── Text excerpt
Generalization or Memorization? Brittleness Testing for Chess-Trained Language Models
For researchers evaluating chess-trained LLMs, this work reveals that reported benchmark gains may be due to memorization rather than reasoning, and proposes a verifier-in-the-loop approach as a more flexible and efficient solution.
The paper shows that chess-trained language models like KinGPT (25M parameters) achieve high benchmark scores primarily through pattern-matching, not genuine understanding, and demonstrates that an LLM-Modulo framework with a verifier improves RedPajama 3B's best move accuracy from 1.2% to 21.2% and move validity from 19.3% to 95.3%, offering a cost-effective alternative to fine-tuning on synthetic data.
────
── Entries shown
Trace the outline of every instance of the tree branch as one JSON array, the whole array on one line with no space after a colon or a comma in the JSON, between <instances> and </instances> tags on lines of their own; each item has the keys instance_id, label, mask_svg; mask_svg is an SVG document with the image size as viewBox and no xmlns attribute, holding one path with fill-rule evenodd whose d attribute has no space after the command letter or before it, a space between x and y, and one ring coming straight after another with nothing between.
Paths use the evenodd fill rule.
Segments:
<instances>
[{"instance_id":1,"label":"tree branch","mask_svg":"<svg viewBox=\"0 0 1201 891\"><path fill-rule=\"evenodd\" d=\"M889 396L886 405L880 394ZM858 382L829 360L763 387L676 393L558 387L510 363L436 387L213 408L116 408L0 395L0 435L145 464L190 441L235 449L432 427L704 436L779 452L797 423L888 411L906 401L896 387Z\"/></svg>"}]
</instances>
────
**Exercise set:**
#1 Translate this sentence from the summary of the paper on chess-trained language models into Spanish: "For researchers evaluating chess-trained LLMs, this work reveals that reported benchmark gains may be due to memorization rather than reasoning, and proposes a verifier-in-the-loop approach as a more flexible and efficient solution."
#2 Write the next part of the summary of the paper on chess-trained language models, picking up after its last sentence.

**Task responses:**
#1 Para los investigadores que evalúan LLM entrenados en ajedrez, este trabajo revela que las mejoras reportadas en los benchmarks pueden deberse a la memorización más que al razonamiento, y propone un enfoque con un verificador en el bucle como una solución más flexible y eficiente.

#2
Recent work has fine-tuned language models on chess data and reported high benchmark scores as evidence that the resulting models can understand the rules of chess, play full chess games at a professional level, or generate human-readable explanations grounded in expert knowledge. We train KinGPT, a 25M-parameter character-level language model trained only on (position, best-move) pairs, who exceeds 3B-parameter ChessGPT on a 600-puzzle mate-in-N suite and 4B-parameter C1-4B over a 20-theme puzzle benchmark. We examine several claims made in existing literature regarding chess-trained language models and assert that their impressive benchmark performance is largely explained by pattern-matching. We also demonstrate how LLM-Modulo, a verifier-in-the-loop framework, raises RedPajama 3B's best move accuracy from 1.2% to 21.2% and move generation validity from 19.3% to 95.3% on mate-in-N chess puzzles, comparable to gains achieved from ChessGPT's fine-tuning on chess-specific web corpora at a fraction of the cost. Our results illustrate how pairing a general LLM with an external verifier offers a more flexible alternative to directly training on synthetic data for well-defined domains. We open source all training/evaluation code, datasets, puzzle samples, and KinGPT model checkpoints for reproducibility.